__Cytowany fragment__.
┄┄┄┄┄┄
Wielu z was słyszało mnóstwo porad, jak to należy patrzeć rozmówcy w oczy, przygotować sobie wcześniej ciekawe tematy do omówienia, jak wyglądać, kiwać głową i uśmiechać się, aby rozmówca czuł, że uważnie go słuchasz, jak powtarzać to, co właśnie się usłyszało, albo jak to podsumować. Chcę, byście o tym wszystkim zapomnieli. To tylko bzdury.
Nie ma powodu uczyć się, jak okazać, że uważnie słuchasz, o ile rzeczywiście uważnie słuchasz.
Jako osoba, która profesjonalnie przeprowadza wywiady, wykorzystuję te same umiejętności, co w codziennym życiu. Zatem, mam zamiar nauczyć was, jak przeprowadzać wywiady z ludźmi, i tego, co faktycznie pomoże wam stać się lepszymi rozmówcami. Nauczyć, jak prowadzić rozmowę bez marnowania czasu, bez uczucia znużenia, i Boże broń, bez obrażania kogokolwiek.
Każdy z nas wie, kiedy rozmowa jest naprawdę wspaniała. Każdemu wcześniej się to przydarzyło. Wiemy, jak to jest. To rodzaj rozmowy, kiedy odchodzimy z poczuciem zaangażowania w rozmowę i zainspirowani rozmową, albo kiedy czujemy, że zbudowaliśmy prawdziwą więź, albo osiągnęliśmy pełne zrozumienie. Nie ma powodu, dla którego większość naszych kontaktów z ludźmi nie mogłaby być właśnie taka.
A zatem jest 10 podstawowych reguł. Zamierzam omówić każdą z nich, ale szczerze mówiąc, jeśli wybierzecie i opanujecie tylko jedną z nich, to już będziecie cieszyć się polepszeniem jakości waszych rozmów.
Reguła numer jeden: Nie staraj się być wielozadaniowa. I nie mam na myśli po prostu odłożenia telefonu komórkowego, albo tabletu, albo kluczyków, czy cokolwiek tam trzymacie w swojej dłoni. Mam na myśli bycie obecnym. Skupienie się na tej właśnie chwili. Nie myśl o swojej sprzeczce z szefem. Nie myśl o tym, co zjesz na kolację. Jeśli chcesz skończyć rozmowę, po prostu przestań rozmawiać, ale nie rozmawiaj na pół gwizdka.
┄┄┄┄┄┄
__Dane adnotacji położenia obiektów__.

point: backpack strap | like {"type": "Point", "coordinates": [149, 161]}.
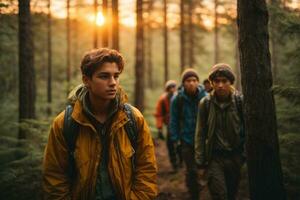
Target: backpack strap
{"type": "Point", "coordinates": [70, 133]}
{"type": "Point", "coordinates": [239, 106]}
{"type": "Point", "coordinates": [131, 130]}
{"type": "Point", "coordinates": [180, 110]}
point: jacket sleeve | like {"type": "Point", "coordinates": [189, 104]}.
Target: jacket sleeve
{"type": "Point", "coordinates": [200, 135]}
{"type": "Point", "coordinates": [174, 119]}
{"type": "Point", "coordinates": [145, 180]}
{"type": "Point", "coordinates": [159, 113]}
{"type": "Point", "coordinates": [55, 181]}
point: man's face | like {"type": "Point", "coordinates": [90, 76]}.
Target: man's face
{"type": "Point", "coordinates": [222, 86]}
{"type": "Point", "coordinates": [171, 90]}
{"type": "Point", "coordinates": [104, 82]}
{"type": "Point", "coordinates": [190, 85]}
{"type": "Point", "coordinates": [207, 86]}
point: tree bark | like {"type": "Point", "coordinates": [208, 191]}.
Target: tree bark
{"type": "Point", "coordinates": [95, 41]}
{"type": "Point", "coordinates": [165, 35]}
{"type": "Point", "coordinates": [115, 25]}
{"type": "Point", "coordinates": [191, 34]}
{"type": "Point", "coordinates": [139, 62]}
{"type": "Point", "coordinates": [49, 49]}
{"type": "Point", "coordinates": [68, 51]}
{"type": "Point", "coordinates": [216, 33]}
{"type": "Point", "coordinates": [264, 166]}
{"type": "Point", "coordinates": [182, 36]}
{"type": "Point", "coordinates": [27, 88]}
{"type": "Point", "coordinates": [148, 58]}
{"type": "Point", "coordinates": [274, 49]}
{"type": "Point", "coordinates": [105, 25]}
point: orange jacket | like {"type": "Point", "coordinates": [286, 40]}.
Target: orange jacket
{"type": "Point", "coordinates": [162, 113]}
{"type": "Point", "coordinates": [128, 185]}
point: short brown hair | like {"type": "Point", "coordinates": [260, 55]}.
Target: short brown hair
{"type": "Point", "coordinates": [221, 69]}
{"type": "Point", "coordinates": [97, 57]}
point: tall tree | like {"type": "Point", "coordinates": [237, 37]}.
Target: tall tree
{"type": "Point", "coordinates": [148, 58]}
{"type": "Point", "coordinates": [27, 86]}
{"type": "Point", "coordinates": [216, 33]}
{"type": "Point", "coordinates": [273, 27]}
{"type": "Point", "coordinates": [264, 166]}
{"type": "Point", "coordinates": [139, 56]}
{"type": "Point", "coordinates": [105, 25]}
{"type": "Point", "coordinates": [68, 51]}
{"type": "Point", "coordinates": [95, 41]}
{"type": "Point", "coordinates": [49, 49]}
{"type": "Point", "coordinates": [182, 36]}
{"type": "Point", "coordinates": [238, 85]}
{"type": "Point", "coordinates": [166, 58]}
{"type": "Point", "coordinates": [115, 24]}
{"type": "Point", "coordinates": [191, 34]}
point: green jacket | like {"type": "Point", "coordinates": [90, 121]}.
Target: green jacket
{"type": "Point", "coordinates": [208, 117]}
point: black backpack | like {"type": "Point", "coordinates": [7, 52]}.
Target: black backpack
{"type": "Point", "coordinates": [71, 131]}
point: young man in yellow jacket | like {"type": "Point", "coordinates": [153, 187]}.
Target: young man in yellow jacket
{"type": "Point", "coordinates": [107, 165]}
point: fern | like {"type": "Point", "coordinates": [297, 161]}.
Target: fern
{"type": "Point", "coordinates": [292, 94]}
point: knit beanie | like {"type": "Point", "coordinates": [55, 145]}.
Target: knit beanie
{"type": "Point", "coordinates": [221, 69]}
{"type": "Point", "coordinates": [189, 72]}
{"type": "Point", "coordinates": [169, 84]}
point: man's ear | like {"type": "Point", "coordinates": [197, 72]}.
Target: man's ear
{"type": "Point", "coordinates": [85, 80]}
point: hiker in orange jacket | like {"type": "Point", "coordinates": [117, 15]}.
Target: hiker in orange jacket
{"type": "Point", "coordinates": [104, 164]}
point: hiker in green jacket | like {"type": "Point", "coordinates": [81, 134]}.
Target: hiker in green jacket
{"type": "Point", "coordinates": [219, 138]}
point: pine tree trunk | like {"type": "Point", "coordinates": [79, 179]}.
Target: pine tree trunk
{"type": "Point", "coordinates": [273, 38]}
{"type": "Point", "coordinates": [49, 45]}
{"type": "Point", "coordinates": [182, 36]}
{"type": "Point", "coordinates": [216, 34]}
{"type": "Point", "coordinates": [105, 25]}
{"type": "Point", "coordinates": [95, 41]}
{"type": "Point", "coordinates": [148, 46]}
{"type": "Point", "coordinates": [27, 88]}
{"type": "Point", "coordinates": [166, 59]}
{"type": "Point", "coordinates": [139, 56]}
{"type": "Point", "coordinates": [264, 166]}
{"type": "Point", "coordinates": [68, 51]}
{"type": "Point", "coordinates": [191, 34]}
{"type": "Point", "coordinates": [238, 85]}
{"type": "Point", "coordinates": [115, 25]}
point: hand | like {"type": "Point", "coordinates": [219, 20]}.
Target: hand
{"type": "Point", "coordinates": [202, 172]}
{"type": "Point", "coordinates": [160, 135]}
┄┄┄┄┄┄
__Zadania__.
1. Jak brzmi reguła numer jeden we fragmencie o prowadzeniu rozmów?
2. Odszukaj w zestawieniu każdy wiersz zawierający słowo „pine” i przepisz go.

__Odpowiedzi do zadań__.
1. Nie staraj się być wielozadaniowa.

2.
point: pine tree trunk | like {"type": "Point", "coordinates": [79, 179]}.
Target: pine tree trunk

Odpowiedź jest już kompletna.